● **WHAT YOU WILL DO**
Copy out the part that opens with the line containing "The robotic gripper needs to pick up the ambulance side mirror" and closes with the line containing "400,153,408,176", switching "gripper" to "arm" and keeping everything else the same.

Box annotations for photos

+ + + + +

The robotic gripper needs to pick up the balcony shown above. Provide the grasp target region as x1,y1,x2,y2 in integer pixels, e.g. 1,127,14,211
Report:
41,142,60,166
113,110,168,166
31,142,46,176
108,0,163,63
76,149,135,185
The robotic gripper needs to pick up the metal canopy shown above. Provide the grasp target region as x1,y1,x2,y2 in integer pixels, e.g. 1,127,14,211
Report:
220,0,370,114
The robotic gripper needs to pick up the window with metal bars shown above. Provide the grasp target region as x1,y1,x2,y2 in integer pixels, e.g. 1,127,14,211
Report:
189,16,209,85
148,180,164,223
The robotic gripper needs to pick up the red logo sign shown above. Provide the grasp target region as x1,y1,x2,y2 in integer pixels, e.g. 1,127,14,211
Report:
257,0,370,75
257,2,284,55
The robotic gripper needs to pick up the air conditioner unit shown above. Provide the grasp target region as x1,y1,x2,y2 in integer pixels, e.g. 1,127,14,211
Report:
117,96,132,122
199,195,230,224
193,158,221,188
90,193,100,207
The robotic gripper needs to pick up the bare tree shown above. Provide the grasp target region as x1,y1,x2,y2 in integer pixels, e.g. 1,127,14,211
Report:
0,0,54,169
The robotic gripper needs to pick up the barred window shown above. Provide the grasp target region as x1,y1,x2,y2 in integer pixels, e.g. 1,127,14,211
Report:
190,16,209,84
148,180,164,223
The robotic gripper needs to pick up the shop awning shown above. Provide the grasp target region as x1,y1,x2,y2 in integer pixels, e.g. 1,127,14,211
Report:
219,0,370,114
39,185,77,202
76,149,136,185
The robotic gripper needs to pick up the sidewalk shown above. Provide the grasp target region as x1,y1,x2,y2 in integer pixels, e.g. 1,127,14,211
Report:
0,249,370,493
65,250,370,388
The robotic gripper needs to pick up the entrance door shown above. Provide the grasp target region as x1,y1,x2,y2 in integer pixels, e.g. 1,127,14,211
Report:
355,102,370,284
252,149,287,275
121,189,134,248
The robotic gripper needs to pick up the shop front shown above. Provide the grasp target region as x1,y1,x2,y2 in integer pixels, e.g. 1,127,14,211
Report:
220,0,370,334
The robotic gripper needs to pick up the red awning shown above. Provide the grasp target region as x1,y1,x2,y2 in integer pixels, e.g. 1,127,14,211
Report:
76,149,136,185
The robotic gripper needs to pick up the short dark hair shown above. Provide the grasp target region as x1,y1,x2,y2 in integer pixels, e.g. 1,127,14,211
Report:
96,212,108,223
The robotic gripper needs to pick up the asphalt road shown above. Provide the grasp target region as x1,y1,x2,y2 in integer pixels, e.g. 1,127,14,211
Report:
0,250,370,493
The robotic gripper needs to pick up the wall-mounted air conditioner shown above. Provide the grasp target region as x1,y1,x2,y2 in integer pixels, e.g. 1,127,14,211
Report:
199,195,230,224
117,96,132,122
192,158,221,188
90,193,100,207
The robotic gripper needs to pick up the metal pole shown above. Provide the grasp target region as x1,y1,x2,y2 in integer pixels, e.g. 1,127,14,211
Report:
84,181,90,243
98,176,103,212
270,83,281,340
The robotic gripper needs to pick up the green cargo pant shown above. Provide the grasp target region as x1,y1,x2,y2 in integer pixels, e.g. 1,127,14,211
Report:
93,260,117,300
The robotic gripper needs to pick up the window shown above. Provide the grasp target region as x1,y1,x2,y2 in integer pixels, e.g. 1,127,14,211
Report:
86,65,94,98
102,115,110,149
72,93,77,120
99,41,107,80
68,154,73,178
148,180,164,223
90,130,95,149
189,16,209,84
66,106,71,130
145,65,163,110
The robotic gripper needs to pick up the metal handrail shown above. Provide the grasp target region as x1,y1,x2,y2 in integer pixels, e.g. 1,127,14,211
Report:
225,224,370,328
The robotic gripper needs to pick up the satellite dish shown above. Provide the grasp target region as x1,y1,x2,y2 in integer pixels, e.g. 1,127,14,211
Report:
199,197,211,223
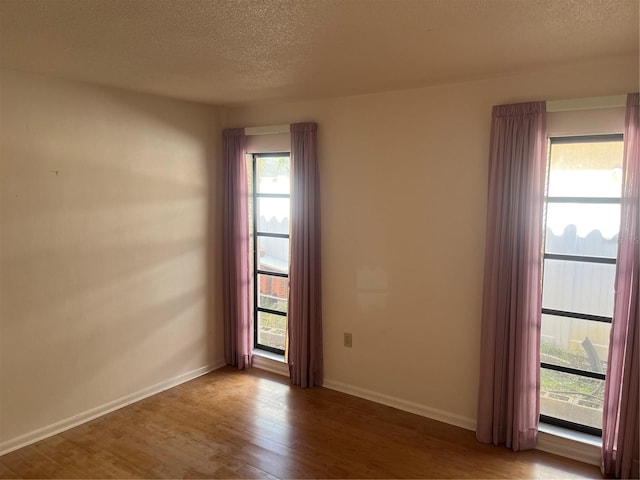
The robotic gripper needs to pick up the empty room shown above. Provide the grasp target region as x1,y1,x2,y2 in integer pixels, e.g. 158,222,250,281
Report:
0,0,640,478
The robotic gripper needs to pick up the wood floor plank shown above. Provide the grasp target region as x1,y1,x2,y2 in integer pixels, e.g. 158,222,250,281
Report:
0,368,601,479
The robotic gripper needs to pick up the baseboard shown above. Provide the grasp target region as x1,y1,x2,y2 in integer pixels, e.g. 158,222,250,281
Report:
536,432,601,466
322,379,476,431
0,360,225,456
322,380,600,465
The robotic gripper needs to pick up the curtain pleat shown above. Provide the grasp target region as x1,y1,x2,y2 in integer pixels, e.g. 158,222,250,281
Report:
476,102,546,451
287,123,323,387
222,128,253,369
602,93,640,478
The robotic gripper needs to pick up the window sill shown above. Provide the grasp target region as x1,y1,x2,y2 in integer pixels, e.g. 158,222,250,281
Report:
537,423,602,466
251,348,289,377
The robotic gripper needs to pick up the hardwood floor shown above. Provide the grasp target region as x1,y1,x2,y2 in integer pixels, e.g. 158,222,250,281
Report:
0,368,601,478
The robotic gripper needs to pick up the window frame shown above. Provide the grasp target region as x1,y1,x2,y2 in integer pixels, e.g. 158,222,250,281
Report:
539,133,623,437
251,152,291,355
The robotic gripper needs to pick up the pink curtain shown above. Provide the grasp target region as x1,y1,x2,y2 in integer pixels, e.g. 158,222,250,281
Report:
222,128,253,369
602,93,640,478
476,102,546,451
288,123,323,387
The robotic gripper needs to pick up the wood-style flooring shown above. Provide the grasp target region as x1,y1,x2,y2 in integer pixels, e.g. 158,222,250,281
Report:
0,367,600,478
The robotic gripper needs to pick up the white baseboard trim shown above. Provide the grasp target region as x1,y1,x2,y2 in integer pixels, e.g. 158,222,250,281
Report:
322,379,476,431
536,431,601,466
0,360,226,456
322,380,600,465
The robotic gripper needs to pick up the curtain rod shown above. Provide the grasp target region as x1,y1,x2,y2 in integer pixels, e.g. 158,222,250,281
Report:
244,123,290,135
547,95,627,113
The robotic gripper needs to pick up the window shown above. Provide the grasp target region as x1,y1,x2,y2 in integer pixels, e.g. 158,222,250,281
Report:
247,153,291,355
540,135,623,435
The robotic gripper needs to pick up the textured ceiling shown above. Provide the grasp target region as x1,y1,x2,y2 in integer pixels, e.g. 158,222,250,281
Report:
0,0,639,105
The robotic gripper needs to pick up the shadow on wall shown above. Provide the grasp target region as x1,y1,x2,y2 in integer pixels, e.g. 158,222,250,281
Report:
0,72,222,440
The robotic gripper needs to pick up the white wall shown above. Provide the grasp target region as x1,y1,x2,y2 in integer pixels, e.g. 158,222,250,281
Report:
0,71,223,451
229,56,638,427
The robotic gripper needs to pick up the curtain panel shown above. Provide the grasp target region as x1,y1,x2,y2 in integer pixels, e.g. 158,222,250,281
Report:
287,123,323,387
222,128,253,369
602,93,640,478
476,102,546,451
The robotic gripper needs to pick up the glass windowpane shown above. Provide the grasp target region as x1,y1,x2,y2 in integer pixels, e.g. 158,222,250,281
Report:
548,141,622,197
540,314,611,373
258,275,289,313
258,312,287,350
257,237,289,273
256,157,291,194
545,203,620,258
257,198,289,234
540,368,604,428
542,259,616,317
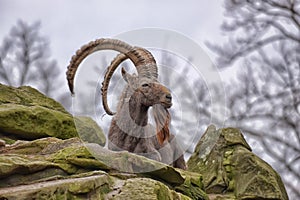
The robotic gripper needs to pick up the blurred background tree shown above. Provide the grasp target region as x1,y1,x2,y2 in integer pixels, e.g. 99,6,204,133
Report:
0,20,62,98
207,0,300,199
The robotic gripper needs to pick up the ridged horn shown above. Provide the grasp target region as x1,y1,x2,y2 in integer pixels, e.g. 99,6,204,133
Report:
101,53,128,115
66,38,157,94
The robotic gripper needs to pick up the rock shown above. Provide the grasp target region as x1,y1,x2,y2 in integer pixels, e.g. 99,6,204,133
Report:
0,137,208,200
187,126,288,200
74,116,106,146
0,84,105,146
0,84,77,140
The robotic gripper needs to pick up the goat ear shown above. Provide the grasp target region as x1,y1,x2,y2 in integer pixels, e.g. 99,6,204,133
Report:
122,67,137,87
122,67,132,83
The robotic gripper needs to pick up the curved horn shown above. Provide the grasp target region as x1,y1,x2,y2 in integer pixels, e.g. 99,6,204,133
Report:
66,38,157,94
101,53,128,115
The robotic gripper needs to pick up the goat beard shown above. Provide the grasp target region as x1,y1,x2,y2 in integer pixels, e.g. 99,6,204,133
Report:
153,104,171,145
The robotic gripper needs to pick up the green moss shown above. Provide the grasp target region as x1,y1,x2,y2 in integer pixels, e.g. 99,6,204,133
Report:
188,126,288,200
74,116,106,146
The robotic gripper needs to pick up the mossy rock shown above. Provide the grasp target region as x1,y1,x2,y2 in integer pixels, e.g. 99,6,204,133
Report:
187,126,288,200
0,137,208,200
0,84,77,140
74,116,106,146
0,84,106,146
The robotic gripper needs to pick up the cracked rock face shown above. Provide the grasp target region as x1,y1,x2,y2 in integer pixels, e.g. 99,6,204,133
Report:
0,84,287,200
188,126,288,200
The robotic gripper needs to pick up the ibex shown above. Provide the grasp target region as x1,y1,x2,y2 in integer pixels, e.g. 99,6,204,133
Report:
66,39,186,169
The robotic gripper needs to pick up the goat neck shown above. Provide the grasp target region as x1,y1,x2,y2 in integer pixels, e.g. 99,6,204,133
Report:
129,88,149,126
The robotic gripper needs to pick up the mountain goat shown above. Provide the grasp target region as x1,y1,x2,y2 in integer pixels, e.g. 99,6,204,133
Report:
67,39,186,169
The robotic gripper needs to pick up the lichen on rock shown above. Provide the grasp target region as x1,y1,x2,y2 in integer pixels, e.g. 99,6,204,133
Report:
188,125,288,200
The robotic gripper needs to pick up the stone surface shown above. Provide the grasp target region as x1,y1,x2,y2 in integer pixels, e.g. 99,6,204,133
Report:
0,84,105,145
0,84,288,200
0,137,208,199
188,126,288,200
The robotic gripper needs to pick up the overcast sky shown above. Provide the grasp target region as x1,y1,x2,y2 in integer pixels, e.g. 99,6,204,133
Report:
0,0,223,70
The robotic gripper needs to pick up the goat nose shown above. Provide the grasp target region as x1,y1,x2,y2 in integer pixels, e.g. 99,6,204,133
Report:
166,94,172,101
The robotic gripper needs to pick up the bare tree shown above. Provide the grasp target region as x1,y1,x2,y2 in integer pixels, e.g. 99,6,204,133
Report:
0,20,60,96
208,0,300,199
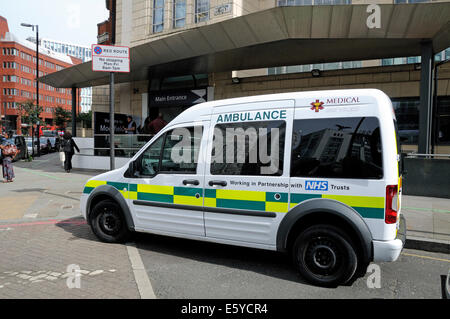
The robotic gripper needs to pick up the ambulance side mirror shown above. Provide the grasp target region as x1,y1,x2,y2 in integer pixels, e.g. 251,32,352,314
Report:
125,161,136,178
400,153,408,176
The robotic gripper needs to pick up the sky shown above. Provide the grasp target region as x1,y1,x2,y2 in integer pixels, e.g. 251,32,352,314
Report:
0,0,109,47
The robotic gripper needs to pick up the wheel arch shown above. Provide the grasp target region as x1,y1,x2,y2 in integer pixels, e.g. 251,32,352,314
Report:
86,185,134,231
277,199,373,263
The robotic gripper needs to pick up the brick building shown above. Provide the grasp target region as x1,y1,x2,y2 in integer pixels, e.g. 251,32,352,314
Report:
0,16,82,134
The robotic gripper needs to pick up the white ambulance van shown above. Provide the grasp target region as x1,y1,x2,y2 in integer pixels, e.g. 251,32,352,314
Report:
81,89,406,286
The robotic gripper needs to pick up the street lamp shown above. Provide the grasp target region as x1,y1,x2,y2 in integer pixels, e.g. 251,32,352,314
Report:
20,23,41,157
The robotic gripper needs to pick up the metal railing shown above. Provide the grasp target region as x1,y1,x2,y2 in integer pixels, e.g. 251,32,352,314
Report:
94,134,154,158
406,152,450,159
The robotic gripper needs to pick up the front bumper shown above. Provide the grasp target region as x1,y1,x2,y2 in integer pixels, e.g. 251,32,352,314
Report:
373,215,406,262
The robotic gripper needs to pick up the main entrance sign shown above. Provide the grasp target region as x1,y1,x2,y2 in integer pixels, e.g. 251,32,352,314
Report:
92,44,130,73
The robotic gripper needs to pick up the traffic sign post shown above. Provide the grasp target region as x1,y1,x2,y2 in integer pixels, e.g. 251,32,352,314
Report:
92,44,130,170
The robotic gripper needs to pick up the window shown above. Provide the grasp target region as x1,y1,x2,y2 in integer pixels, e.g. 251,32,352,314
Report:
137,126,202,176
153,0,164,33
392,98,420,145
195,0,209,23
211,121,286,176
291,117,383,179
173,0,186,28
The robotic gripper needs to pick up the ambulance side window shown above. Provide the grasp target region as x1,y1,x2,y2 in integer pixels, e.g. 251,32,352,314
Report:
160,126,203,174
291,117,383,179
138,126,203,176
138,134,166,176
211,121,286,176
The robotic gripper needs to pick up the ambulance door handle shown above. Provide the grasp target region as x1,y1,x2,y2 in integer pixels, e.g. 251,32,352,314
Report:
183,179,200,186
209,181,227,186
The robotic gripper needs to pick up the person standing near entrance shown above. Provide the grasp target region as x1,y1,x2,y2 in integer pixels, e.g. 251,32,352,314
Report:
0,134,20,183
125,115,136,134
148,113,167,135
61,132,80,173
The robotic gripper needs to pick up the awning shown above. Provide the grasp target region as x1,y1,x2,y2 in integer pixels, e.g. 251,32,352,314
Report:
39,2,450,88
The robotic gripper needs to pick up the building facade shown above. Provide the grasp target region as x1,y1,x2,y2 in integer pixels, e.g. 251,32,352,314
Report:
93,0,450,154
0,17,81,134
27,37,92,113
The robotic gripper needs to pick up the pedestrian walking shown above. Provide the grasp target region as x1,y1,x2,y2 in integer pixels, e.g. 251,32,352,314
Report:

+ + + + +

● **SOLUTION FOR THIS TASK**
The robotic arm needs to pick up the ambulance side mirror shown above. Provide the grasp target region as x1,y1,x2,y2 in integer pixels, e.g. 251,32,352,314
Report:
125,161,136,178
400,153,408,176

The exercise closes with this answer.